Objectif ::
Relevez chaque ligne des données ci-dessous qui contient la chaîne "with", puis recopiez-la intégralement.
#### Données de l'exercice
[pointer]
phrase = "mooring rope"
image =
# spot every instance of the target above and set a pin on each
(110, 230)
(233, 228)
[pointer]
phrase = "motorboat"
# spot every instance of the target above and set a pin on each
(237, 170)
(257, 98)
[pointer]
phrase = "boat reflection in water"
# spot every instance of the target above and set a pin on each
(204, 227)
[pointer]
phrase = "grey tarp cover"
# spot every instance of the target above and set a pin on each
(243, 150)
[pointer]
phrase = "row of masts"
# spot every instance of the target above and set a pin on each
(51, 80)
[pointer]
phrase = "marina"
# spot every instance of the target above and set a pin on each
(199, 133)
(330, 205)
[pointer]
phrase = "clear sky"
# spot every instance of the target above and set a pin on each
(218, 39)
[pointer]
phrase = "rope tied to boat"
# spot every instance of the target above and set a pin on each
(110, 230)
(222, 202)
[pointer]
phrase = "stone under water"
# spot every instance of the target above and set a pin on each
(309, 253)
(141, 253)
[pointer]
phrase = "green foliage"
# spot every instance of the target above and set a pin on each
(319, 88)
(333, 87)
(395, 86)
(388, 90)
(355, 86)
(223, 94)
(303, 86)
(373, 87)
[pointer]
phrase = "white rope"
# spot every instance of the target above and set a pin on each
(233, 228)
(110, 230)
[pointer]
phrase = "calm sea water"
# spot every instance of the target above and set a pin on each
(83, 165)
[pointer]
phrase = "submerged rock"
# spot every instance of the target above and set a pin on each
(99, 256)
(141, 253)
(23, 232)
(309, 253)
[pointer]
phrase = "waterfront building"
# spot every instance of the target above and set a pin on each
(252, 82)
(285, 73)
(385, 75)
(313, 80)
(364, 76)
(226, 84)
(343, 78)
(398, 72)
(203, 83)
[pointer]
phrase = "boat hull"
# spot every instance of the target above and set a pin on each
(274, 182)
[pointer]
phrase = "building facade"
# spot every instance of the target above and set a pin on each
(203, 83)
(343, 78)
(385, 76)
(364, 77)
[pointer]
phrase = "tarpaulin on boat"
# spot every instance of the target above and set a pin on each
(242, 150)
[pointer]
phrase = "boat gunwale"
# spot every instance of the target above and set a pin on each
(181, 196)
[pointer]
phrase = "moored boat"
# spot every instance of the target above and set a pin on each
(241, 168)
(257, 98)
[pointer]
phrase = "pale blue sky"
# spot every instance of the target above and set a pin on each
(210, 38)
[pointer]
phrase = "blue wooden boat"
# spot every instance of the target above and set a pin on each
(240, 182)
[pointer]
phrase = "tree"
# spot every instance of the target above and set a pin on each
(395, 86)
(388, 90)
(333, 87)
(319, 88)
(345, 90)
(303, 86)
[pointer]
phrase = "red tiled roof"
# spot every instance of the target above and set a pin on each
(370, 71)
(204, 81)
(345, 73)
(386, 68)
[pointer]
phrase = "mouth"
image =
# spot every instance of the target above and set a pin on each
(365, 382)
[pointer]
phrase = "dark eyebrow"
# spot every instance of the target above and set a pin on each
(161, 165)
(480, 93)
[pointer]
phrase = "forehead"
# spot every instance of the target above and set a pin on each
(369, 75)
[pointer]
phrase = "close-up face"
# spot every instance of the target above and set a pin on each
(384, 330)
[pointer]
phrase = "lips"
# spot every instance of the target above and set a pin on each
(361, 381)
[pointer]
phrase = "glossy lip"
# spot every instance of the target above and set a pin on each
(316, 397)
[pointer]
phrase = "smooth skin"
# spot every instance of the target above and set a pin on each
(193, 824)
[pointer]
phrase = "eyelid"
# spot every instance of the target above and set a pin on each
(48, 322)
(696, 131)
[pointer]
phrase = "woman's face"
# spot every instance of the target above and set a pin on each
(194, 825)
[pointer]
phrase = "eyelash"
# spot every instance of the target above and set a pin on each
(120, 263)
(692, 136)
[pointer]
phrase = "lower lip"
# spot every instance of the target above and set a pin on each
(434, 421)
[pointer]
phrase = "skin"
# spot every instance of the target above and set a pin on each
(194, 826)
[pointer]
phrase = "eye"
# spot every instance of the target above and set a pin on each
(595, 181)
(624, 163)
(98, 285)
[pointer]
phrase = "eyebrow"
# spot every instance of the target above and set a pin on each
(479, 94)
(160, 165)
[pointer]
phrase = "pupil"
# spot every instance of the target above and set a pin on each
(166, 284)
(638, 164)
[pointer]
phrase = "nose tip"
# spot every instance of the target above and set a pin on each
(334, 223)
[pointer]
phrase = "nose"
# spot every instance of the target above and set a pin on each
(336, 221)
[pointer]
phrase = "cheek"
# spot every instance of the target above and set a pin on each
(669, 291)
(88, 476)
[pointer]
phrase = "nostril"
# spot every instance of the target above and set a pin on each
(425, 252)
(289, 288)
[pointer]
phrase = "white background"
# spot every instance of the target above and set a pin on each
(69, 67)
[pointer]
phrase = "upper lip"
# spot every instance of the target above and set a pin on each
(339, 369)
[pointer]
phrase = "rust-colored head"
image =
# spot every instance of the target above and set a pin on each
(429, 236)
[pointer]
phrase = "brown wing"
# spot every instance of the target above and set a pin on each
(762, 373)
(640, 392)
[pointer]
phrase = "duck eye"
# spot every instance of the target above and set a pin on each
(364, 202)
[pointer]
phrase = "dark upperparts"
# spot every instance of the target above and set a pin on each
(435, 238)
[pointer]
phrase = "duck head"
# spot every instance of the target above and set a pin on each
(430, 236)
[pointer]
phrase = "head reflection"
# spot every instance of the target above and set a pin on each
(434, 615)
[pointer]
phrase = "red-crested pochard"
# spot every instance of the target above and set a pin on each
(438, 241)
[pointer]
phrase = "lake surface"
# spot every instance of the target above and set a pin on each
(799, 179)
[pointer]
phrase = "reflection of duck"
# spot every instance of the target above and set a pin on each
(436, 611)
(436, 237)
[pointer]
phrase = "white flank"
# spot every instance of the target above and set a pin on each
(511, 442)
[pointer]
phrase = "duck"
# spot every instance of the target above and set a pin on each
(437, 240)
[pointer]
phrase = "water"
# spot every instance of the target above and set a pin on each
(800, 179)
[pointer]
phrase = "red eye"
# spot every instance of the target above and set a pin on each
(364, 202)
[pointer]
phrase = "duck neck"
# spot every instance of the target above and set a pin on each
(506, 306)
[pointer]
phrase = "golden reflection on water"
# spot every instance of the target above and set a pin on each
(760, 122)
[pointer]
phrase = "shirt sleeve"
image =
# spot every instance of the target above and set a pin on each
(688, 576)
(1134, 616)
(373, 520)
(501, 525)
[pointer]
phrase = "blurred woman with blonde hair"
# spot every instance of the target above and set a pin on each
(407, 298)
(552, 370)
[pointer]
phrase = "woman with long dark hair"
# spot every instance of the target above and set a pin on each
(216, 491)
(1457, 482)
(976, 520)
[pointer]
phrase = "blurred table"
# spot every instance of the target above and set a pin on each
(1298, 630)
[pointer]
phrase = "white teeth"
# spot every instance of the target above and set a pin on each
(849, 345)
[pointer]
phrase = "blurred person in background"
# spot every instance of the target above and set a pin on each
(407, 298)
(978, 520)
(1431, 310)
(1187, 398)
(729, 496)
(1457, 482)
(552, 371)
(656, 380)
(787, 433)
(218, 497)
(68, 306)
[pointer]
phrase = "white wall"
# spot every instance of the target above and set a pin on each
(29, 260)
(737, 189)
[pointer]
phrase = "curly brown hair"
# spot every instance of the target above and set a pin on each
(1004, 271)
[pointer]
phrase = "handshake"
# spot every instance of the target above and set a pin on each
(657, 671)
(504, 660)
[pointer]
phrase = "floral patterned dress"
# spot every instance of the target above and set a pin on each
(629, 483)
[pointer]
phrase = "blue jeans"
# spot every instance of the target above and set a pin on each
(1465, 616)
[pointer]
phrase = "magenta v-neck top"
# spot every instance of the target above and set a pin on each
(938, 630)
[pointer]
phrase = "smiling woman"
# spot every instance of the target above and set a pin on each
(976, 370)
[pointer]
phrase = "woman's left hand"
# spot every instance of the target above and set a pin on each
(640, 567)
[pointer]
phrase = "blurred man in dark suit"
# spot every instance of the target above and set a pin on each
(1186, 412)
########
Solution ::
phrase = "blurred woman with blonde hair"
phrase = "woman with long dark hair"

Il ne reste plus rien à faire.